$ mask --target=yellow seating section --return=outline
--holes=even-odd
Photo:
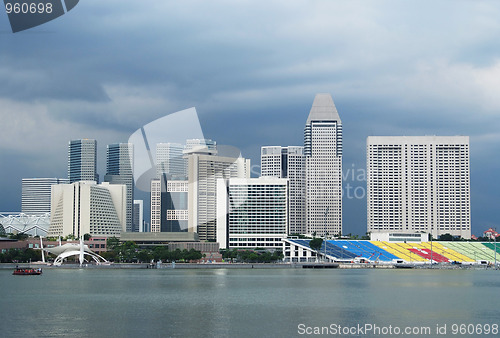
[[[427,259],[420,257],[419,255],[413,254],[410,251],[408,251],[406,247],[399,245],[404,243],[389,243],[382,241],[371,241],[371,243],[393,254],[394,256],[404,259],[407,262],[427,262]],[[411,249],[412,246],[408,246],[408,248]]]
[[[421,244],[423,247],[427,249],[431,249],[431,243],[430,242],[425,242]],[[457,262],[474,262],[473,259],[453,250],[450,247],[447,247],[446,245],[443,245],[442,242],[432,242],[432,251],[443,255],[444,257],[451,259],[452,261],[457,261]]]

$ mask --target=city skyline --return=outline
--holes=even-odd
[[[319,130],[315,130],[315,128],[318,128],[318,127],[314,127],[314,128],[312,127],[312,126],[314,126],[314,123],[319,123],[319,125],[320,125]],[[333,139],[332,139],[332,137],[333,137]],[[316,138],[316,140],[315,140],[315,138]],[[373,140],[376,140],[376,141],[373,141]],[[78,148],[77,150],[79,152],[82,152],[80,149],[80,148],[82,148],[80,146],[80,144],[83,141],[87,141],[87,143],[92,145],[92,147],[91,147],[92,148],[91,149],[92,156],[90,156],[90,157],[92,158],[92,163],[91,163],[92,167],[94,167],[96,164],[93,161],[93,158],[95,157],[94,150],[95,150],[95,147],[97,144],[96,140],[86,140],[86,139],[84,139],[84,140],[72,140],[69,143],[70,144],[70,151],[69,151],[70,156],[69,156],[68,163],[72,163],[72,154],[74,153],[73,148],[75,147],[75,145]],[[192,147],[192,145],[195,143],[196,144],[201,144],[201,143],[205,144],[205,142],[208,142],[208,141],[213,143],[214,146],[212,148],[199,147],[199,148],[194,149]],[[374,144],[374,142],[375,142],[375,144]],[[382,142],[382,143],[378,144],[377,142],[378,143]],[[306,152],[309,155],[311,153],[314,154],[314,153],[319,152],[319,154],[321,154],[323,152],[324,155],[328,154],[328,155],[330,155],[330,157],[333,157],[333,158],[336,158],[336,156],[338,154],[342,155],[342,124],[341,124],[340,118],[338,116],[338,112],[336,111],[335,105],[332,101],[332,98],[329,94],[317,94],[316,95],[315,100],[314,100],[313,105],[312,105],[312,108],[311,108],[311,111],[310,111],[308,119],[307,119],[306,128],[305,128],[304,143],[305,143],[305,147],[301,147],[301,146],[299,146],[299,147],[294,147],[294,146],[287,146],[287,147],[264,146],[264,147],[262,147],[261,148],[261,156],[262,156],[261,161],[263,163],[263,167],[261,168],[262,170],[261,170],[260,176],[261,177],[274,176],[274,177],[278,177],[278,178],[280,178],[280,177],[281,178],[288,178],[290,180],[290,186],[293,186],[293,176],[298,175],[297,177],[299,177],[301,175],[305,175],[305,172],[307,171],[306,167],[305,167],[305,163],[304,163]],[[188,156],[188,157],[186,157],[186,161],[188,158],[192,158],[192,155],[196,155],[196,156],[210,155],[209,157],[213,157],[213,160],[211,159],[210,161],[218,161],[218,159],[219,159],[219,157],[217,156],[218,151],[217,151],[217,148],[215,147],[215,144],[216,144],[215,141],[188,139],[188,140],[186,140],[186,144],[188,144],[188,149],[193,148],[186,153],[186,155]],[[164,147],[165,145],[167,145],[167,144],[158,143],[156,145],[156,148],[158,150],[158,149],[161,149],[159,147]],[[170,144],[168,144],[168,145],[170,147]],[[191,145],[191,146],[189,146],[189,145]],[[179,148],[179,147],[183,148],[184,146],[182,146],[181,144],[175,144],[175,147],[176,148]],[[389,153],[384,152],[384,153],[379,154],[379,152],[377,151],[375,153],[372,153],[374,149],[375,150],[378,149],[377,147],[380,148],[381,150],[384,150],[384,151],[389,149],[390,152]],[[396,148],[399,147],[399,148],[396,149],[395,147]],[[409,149],[411,151],[407,150],[408,147],[410,147]],[[465,148],[464,149],[460,148],[462,150],[458,151],[458,153],[456,153],[457,147],[465,147]],[[132,177],[132,170],[131,170],[131,167],[133,167],[132,163],[134,161],[133,148],[134,148],[134,145],[132,143],[115,143],[115,144],[111,144],[111,145],[107,146],[107,161],[106,161],[107,175],[105,176],[106,182],[117,183],[117,184],[127,184],[127,182],[130,181],[130,186],[132,185],[131,183],[134,180]],[[402,152],[401,152],[401,149],[403,149],[403,148],[404,148],[404,151],[403,151],[404,155],[402,155]],[[322,150],[322,149],[327,149],[327,150],[325,152],[325,150]],[[332,151],[332,149],[333,149],[333,151]],[[395,151],[395,149],[396,149],[396,153],[393,153]],[[419,186],[418,184],[420,184],[420,183],[418,183],[418,182],[420,182],[422,177],[415,176],[414,178],[411,179],[411,181],[417,182],[418,183],[417,186],[414,186],[413,183],[410,183],[410,186],[406,187],[405,189],[403,189],[401,187],[397,188],[401,184],[403,184],[403,182],[400,182],[401,177],[398,176],[399,177],[398,180],[395,180],[394,182],[390,183],[389,188],[396,187],[397,189],[395,190],[395,192],[397,194],[399,194],[398,195],[399,197],[397,197],[393,193],[390,193],[388,195],[388,198],[389,198],[389,200],[392,201],[392,198],[394,196],[396,196],[396,200],[398,200],[398,201],[401,200],[401,202],[402,202],[401,205],[399,205],[396,208],[396,209],[399,208],[398,209],[399,211],[397,211],[396,209],[394,209],[394,210],[396,210],[396,214],[398,214],[398,213],[401,214],[402,213],[401,210],[406,210],[406,216],[403,217],[402,214],[399,216],[395,215],[394,218],[392,218],[392,216],[391,216],[391,217],[389,217],[389,219],[387,219],[387,217],[384,216],[384,218],[383,218],[384,221],[382,221],[382,218],[380,218],[380,222],[382,222],[382,223],[380,223],[379,221],[377,221],[376,223],[373,223],[373,219],[374,219],[373,216],[375,214],[380,214],[380,215],[382,215],[382,214],[379,211],[376,211],[375,209],[373,209],[373,205],[370,204],[370,198],[368,198],[369,202],[368,202],[367,232],[374,232],[374,231],[379,231],[379,230],[380,231],[396,231],[396,232],[398,232],[398,231],[399,232],[401,232],[401,231],[413,232],[413,231],[422,231],[422,230],[429,231],[430,228],[436,229],[436,227],[437,227],[438,232],[434,234],[434,236],[436,238],[439,236],[438,235],[439,233],[440,234],[451,233],[453,235],[461,235],[461,236],[464,235],[465,238],[470,238],[470,235],[471,235],[471,229],[470,229],[470,192],[469,192],[469,189],[470,189],[469,166],[470,165],[469,165],[469,137],[468,136],[454,136],[454,137],[453,136],[452,137],[447,137],[447,136],[413,136],[413,137],[412,136],[410,136],[410,137],[406,137],[406,136],[370,136],[367,139],[366,151],[367,151],[366,156],[367,156],[367,163],[368,163],[368,167],[367,167],[368,177],[370,177],[370,176],[373,177],[373,175],[374,175],[373,170],[376,168],[376,166],[381,166],[382,165],[381,161],[383,160],[383,162],[385,163],[383,168],[387,167],[390,170],[393,170],[393,171],[396,170],[394,173],[398,173],[398,175],[401,175],[402,169],[401,168],[397,169],[397,166],[401,166],[403,164],[403,168],[406,172],[411,172],[411,173],[414,173],[415,175],[417,175],[417,174],[420,175],[419,173],[422,173],[426,177],[425,178],[426,180],[429,179],[429,177],[430,177],[430,180],[433,182],[429,186],[422,185],[422,184],[421,184],[421,186]],[[397,151],[399,151],[399,152],[397,152]],[[464,153],[464,151],[465,151],[465,153]],[[443,152],[443,153],[441,153],[441,152]],[[432,154],[434,154],[434,153],[435,153],[434,156],[437,156],[436,158],[433,158]],[[156,155],[157,155],[156,163],[158,163],[159,167],[163,168],[165,165],[165,162],[164,162],[164,160],[159,161],[158,155],[160,155],[160,157],[162,159],[167,158],[168,156],[165,157],[166,156],[165,154],[158,153],[158,152]],[[177,155],[179,155],[179,154],[177,154]],[[298,156],[296,156],[296,155],[298,155]],[[382,157],[380,157],[380,156],[382,156]],[[405,159],[406,157],[408,157],[408,158],[406,160],[402,161],[400,158],[401,156],[403,159]],[[430,158],[431,158],[430,162],[429,162],[429,160],[427,160],[428,156],[430,156]],[[224,159],[224,157],[222,157],[220,159]],[[241,158],[241,159],[243,161],[245,161],[244,158]],[[235,159],[230,159],[230,160],[234,161]],[[322,160],[320,160],[320,161],[322,161]],[[327,161],[328,161],[328,159],[327,159]],[[459,161],[459,162],[457,162],[455,164],[454,161]],[[415,163],[413,163],[413,162],[415,162]],[[387,163],[389,163],[389,164],[387,164]],[[448,168],[449,165],[451,165],[450,168]],[[465,168],[466,169],[466,172],[464,174],[465,176],[463,176],[462,174],[457,176],[456,169],[455,169],[456,165],[458,165],[458,168],[462,168],[462,169]],[[197,166],[198,166],[198,164],[196,164],[194,167],[192,167],[190,169],[190,172],[197,173],[200,170],[200,168],[203,167],[202,166],[202,167],[198,167],[198,169],[194,169]],[[434,168],[434,166],[436,166],[436,168]],[[426,169],[421,169],[421,167],[422,168],[425,167]],[[164,169],[166,169],[166,168],[167,167],[165,167]],[[248,173],[249,168],[250,168],[250,166],[248,163],[247,168],[245,169],[245,171],[247,172],[246,175],[249,174]],[[329,172],[331,171],[334,177],[339,176],[339,173],[334,172],[335,168],[336,168],[335,163],[333,163],[333,166],[328,165],[325,168],[328,168],[327,171],[329,171]],[[339,168],[337,168],[337,169],[340,170],[340,168],[341,168],[341,163],[339,164]],[[382,169],[382,166],[380,167],[380,169]],[[460,169],[460,170],[462,170],[462,169]],[[155,171],[158,171],[158,170],[155,169]],[[379,169],[377,169],[377,172],[378,171],[379,171]],[[93,172],[93,170],[91,170],[91,172]],[[370,174],[370,172],[372,172],[372,173]],[[382,173],[382,172],[380,172],[380,173]],[[387,177],[381,176],[383,179],[383,182],[386,182],[387,179],[392,179],[394,177],[394,173],[392,171],[389,171],[387,173],[384,171],[383,175],[385,175]],[[445,181],[438,180],[438,181],[434,182],[433,177],[435,180],[438,178],[440,179],[440,177],[442,176],[439,173],[444,174],[445,178],[448,177],[449,175],[451,175],[450,176],[451,181],[449,181],[449,182],[446,181],[446,180],[448,180],[448,178],[446,178]],[[125,175],[125,176],[120,177],[120,175]],[[165,176],[165,175],[170,177],[170,174],[168,172],[163,172],[164,177],[151,181],[151,192],[152,192],[151,196],[150,196],[151,197],[151,199],[150,199],[151,200],[151,207],[153,206],[153,199],[156,198],[156,197],[154,197],[154,196],[156,196],[155,193],[153,193],[153,191],[155,191],[155,190],[158,190],[158,192],[159,191],[162,191],[162,192],[163,191],[167,191],[167,192],[168,191],[171,191],[171,192],[185,191],[186,193],[188,191],[187,190],[187,182],[188,182],[187,180],[186,181],[174,180],[174,181],[170,182],[170,178],[168,179],[169,180],[168,184],[179,183],[179,184],[184,184],[185,187],[183,188],[184,190],[182,190],[182,189],[179,190],[179,187],[167,189],[167,186],[166,186],[167,176]],[[199,173],[197,175],[199,175]],[[189,180],[192,183],[195,183],[195,182],[197,182],[195,177],[196,177],[196,175],[190,177]],[[407,177],[408,177],[408,175],[407,175]],[[410,178],[411,177],[413,177],[413,176],[410,175]],[[181,178],[188,179],[188,177],[181,177]],[[156,187],[155,181],[158,181],[158,183],[159,183],[163,179],[165,180],[165,182],[164,182],[165,187],[161,188],[161,189],[159,188],[159,186]],[[200,178],[198,178],[198,180],[199,179]],[[465,183],[462,184],[463,179],[465,179],[465,181],[464,181]],[[23,179],[23,184],[25,181],[38,181],[38,180],[40,180],[40,179]],[[407,180],[408,180],[408,178],[407,178]],[[66,180],[66,181],[69,181],[69,180]],[[127,182],[125,182],[125,181],[127,181]],[[204,182],[204,179],[202,179],[202,181]],[[331,180],[327,180],[327,181],[331,182]],[[389,181],[387,181],[387,182],[389,182]],[[204,185],[205,183],[203,183],[202,185]],[[370,183],[370,181],[368,181],[368,183]],[[199,183],[197,183],[197,185],[198,184]],[[300,183],[299,190],[305,189],[305,187],[300,187],[302,184],[306,185],[305,182]],[[324,184],[324,183],[322,183],[322,181],[313,182],[313,185],[318,185],[318,184]],[[406,183],[406,184],[409,184],[409,183]],[[449,187],[453,188],[454,190],[450,191],[449,193],[448,193],[448,190],[446,190],[445,195],[443,195],[441,193],[442,188],[441,187],[439,189],[437,188],[438,185],[441,186],[443,184],[444,184],[445,189],[448,189],[448,186],[449,186]],[[162,185],[163,185],[163,182],[162,182]],[[463,186],[460,186],[460,185],[463,185]],[[128,184],[127,184],[127,186],[128,186]],[[326,184],[326,186],[329,186],[329,185]],[[436,187],[434,187],[434,186],[436,186]],[[377,187],[377,186],[374,186],[373,183],[368,184],[368,197],[370,197],[370,191],[382,191],[381,188],[382,188],[382,186]],[[423,190],[420,188],[423,188]],[[463,195],[463,193],[462,193],[462,191],[464,191],[463,188],[466,189],[464,192],[466,195]],[[24,186],[23,186],[23,189],[24,189]],[[385,191],[385,189],[387,189],[387,186],[384,187],[383,191]],[[404,195],[405,191],[410,191],[410,190],[411,191],[414,191],[414,190],[418,191],[418,193],[417,193],[418,196],[415,195],[414,193],[412,193],[412,195],[411,195],[412,197],[405,197],[405,195]],[[425,190],[426,193],[425,194],[420,193],[421,190],[422,191]],[[439,192],[438,192],[438,190],[439,190]],[[454,198],[454,196],[455,196],[454,194],[456,192],[455,190],[458,191],[460,198],[458,200],[456,200],[455,202],[452,202],[454,204],[450,204],[448,206],[449,202],[447,202],[447,201],[450,200],[449,199],[450,196]],[[127,191],[129,191],[129,188],[127,188]],[[302,193],[304,193],[304,192],[302,192]],[[339,195],[339,193],[340,193],[340,190],[339,191],[334,190],[334,194]],[[127,200],[130,199],[129,194],[130,194],[130,192],[127,193]],[[206,194],[206,192],[202,192],[202,195],[204,195],[204,194]],[[300,195],[301,194],[300,191],[298,191],[297,194]],[[449,194],[451,194],[451,195],[448,196]],[[294,194],[290,194],[290,196],[289,196],[290,207],[294,205],[293,195]],[[420,202],[425,202],[425,203],[428,202],[429,199],[428,199],[427,195],[430,196],[430,201],[431,201],[430,208],[434,211],[431,213],[425,212],[425,214],[424,214],[423,212],[420,212],[419,210],[414,210],[415,206],[418,206],[418,207],[416,207],[416,209],[421,209],[420,208],[421,204],[419,204]],[[403,197],[401,197],[401,196],[403,196]],[[441,196],[441,197],[439,197],[439,196]],[[339,197],[340,197],[340,195],[339,195]],[[384,201],[386,200],[386,197],[387,196],[385,196],[383,198]],[[163,197],[163,198],[165,198],[165,197]],[[162,205],[164,202],[166,202],[166,200],[163,201],[163,198],[161,198]],[[453,201],[453,198],[450,201]],[[192,200],[191,203],[199,203],[199,201],[195,202],[195,200],[198,200],[198,199],[199,199],[199,193],[193,194],[191,197],[191,200]],[[422,201],[420,201],[420,199]],[[449,210],[445,210],[445,209],[441,208],[440,206],[437,206],[435,209],[433,209],[433,205],[432,205],[433,199],[435,199],[436,201],[438,201],[441,204],[444,203],[442,206],[446,207]],[[175,200],[177,200],[177,197],[175,198]],[[373,200],[373,197],[371,200]],[[382,201],[382,199],[380,201]],[[130,200],[130,202],[132,202],[132,200]],[[186,202],[182,202],[182,201],[177,201],[177,202],[180,204],[186,203]],[[209,209],[213,207],[213,206],[210,207],[209,206],[210,204],[215,205],[215,201],[212,201],[212,202],[213,203],[208,204]],[[342,207],[341,206],[341,203],[342,203],[341,199],[340,199],[340,203],[338,203],[338,201],[335,201],[334,199],[332,202],[333,202],[332,205],[340,204],[340,210],[341,210],[341,207]],[[168,203],[172,204],[172,201],[170,201]],[[304,203],[305,203],[305,200],[299,204],[304,204]],[[392,202],[390,202],[390,203],[392,203]],[[441,204],[439,204],[439,205],[441,205]],[[390,206],[393,207],[392,204]],[[171,207],[174,207],[175,209],[178,208],[178,206],[173,206],[173,205]],[[205,206],[204,208],[206,208],[206,207],[207,206]],[[403,208],[403,209],[401,209],[401,208]],[[128,202],[127,202],[127,209],[128,209]],[[155,207],[155,209],[156,209],[156,207]],[[160,218],[158,218],[158,220],[154,220],[153,213],[151,213],[151,219],[150,219],[151,226],[152,226],[151,231],[153,231],[153,232],[180,231],[180,229],[175,230],[174,228],[167,227],[165,224],[163,224],[163,217],[167,217],[166,216],[167,211],[166,211],[166,209],[164,210],[163,206],[160,208],[159,205],[158,205],[157,209],[158,209],[158,211],[161,209],[162,214],[165,214],[165,215],[160,217],[162,219],[161,224],[160,224]],[[187,209],[187,205],[185,205],[184,207],[181,207],[181,209],[184,209],[184,210],[179,210],[179,212],[181,212],[181,211],[183,211],[185,213],[188,212],[188,210],[185,210],[185,209]],[[195,208],[195,210],[196,210],[196,208]],[[394,210],[392,210],[392,209],[389,210],[390,215],[393,215]],[[464,210],[465,210],[465,214],[464,214]],[[375,211],[375,213],[374,213],[374,211]],[[384,212],[385,211],[387,211],[387,210],[384,210]],[[127,223],[128,223],[128,218],[129,218],[128,214],[129,213],[131,213],[131,211],[127,210]],[[411,213],[411,216],[410,216],[410,213]],[[459,215],[459,213],[460,213],[460,215]],[[422,215],[420,215],[420,214],[422,214]],[[202,217],[206,217],[207,215],[208,214],[206,214],[205,216],[202,216]],[[293,215],[294,215],[293,213],[290,213],[290,217],[296,217]],[[386,215],[386,214],[384,213],[384,215]],[[414,215],[419,215],[419,216],[414,216]],[[451,218],[449,216],[446,216],[445,217],[446,219],[444,219],[440,215],[452,215],[452,216],[451,216]],[[187,214],[185,216],[187,216]],[[173,216],[171,215],[171,217],[173,217]],[[178,217],[178,215],[175,217]],[[191,226],[190,231],[200,231],[199,224],[198,224],[198,226],[194,226],[194,224],[197,223],[197,221],[195,221],[195,219],[199,219],[199,217],[200,217],[199,215],[194,217],[193,223],[192,223],[193,225]],[[405,219],[404,222],[400,220],[400,218],[402,218],[402,217]],[[415,223],[414,220],[412,220],[412,218],[415,218],[415,217],[419,218],[417,220],[417,223]],[[458,223],[455,224],[456,223],[455,217],[458,217],[461,221],[462,221],[462,218],[464,218],[464,220],[466,222],[465,223],[460,222],[460,224],[458,224]],[[215,218],[215,217],[209,216],[209,218]],[[207,221],[210,221],[209,218],[207,218]],[[167,217],[166,220],[167,219],[169,219],[169,218]],[[171,218],[171,219],[174,220],[177,218]],[[184,218],[182,218],[182,219],[184,219]],[[429,219],[430,219],[430,221],[429,221]],[[324,220],[324,222],[326,222],[326,219],[323,219],[323,220]],[[452,222],[450,222],[450,221],[452,221]],[[130,220],[130,222],[132,222],[132,220]],[[186,219],[186,222],[187,222],[187,219]],[[298,219],[297,222],[300,223],[301,220]],[[305,223],[304,220],[302,220],[302,222]],[[438,222],[438,223],[435,224],[435,222]],[[156,223],[158,223],[158,224],[156,224]],[[156,224],[156,228],[155,228],[155,224]],[[306,230],[303,230],[303,231],[293,231],[294,230],[293,224],[294,224],[293,222],[289,223],[289,233],[291,233],[291,234],[293,234],[293,233],[311,234],[311,233],[314,233],[316,231],[321,231],[319,229],[314,229],[315,231],[307,231],[306,228],[305,228]],[[377,224],[377,225],[375,225],[375,224]],[[384,224],[384,225],[382,225],[382,224]],[[437,225],[437,224],[439,224],[439,225]],[[448,224],[448,225],[445,226],[445,224]],[[304,224],[304,226],[305,226],[305,224]],[[198,228],[198,229],[195,229],[195,228]],[[450,228],[451,230],[447,231],[448,228]],[[214,228],[214,229],[216,229],[216,228]],[[457,230],[457,229],[459,229],[459,230]],[[132,230],[131,225],[129,226],[127,224],[127,231],[138,231],[138,230],[139,229]],[[455,231],[453,231],[453,230],[455,230]],[[464,232],[462,232],[462,231],[464,231]],[[338,234],[339,232],[335,232],[334,230],[330,229],[330,233],[334,233],[334,234],[337,233]],[[204,235],[204,237],[206,237],[208,239],[208,237],[206,235]]]
[[[17,34],[0,21],[9,32],[0,52],[8,84],[0,89],[2,211],[20,210],[22,178],[66,176],[70,139],[99,141],[103,175],[105,145],[196,106],[205,137],[257,165],[261,146],[302,145],[304,112],[315,93],[329,92],[342,113],[345,174],[365,169],[370,135],[469,135],[472,232],[500,228],[492,175],[500,168],[500,4],[115,7],[81,3]],[[351,176],[345,183],[366,189]],[[363,234],[366,199],[344,198],[343,209],[347,231]]]

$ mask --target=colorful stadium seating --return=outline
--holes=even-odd
[[[309,247],[306,239],[293,239],[296,244]],[[365,240],[328,240],[323,242],[320,253],[325,252],[335,260],[354,261],[364,258],[371,262],[391,262],[402,259],[406,262],[429,263],[432,260],[439,263],[467,262],[479,260],[493,262],[494,244],[479,242],[411,242],[393,243]],[[432,247],[432,250],[431,250]],[[432,255],[431,255],[432,253]],[[500,261],[500,244],[497,246]]]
○ ○ ○ ○
#### Problem requirements
Exact retyping is needed for the line with "stadium seating --return=outline" and for each line after it through the end of the listing above; no other lines belong.

#### Your response
$ mask --target=colorful stadium seating --return=outline
--holes=even-odd
[[[309,247],[306,239],[293,239],[296,244]],[[365,240],[328,240],[323,242],[320,253],[325,252],[335,260],[354,261],[364,258],[371,262],[391,262],[402,259],[406,262],[429,263],[432,260],[439,263],[467,262],[479,260],[493,262],[494,244],[479,242],[411,242],[393,243]],[[432,247],[432,250],[431,250]],[[432,255],[431,255],[432,253]],[[500,261],[500,244],[497,246]]]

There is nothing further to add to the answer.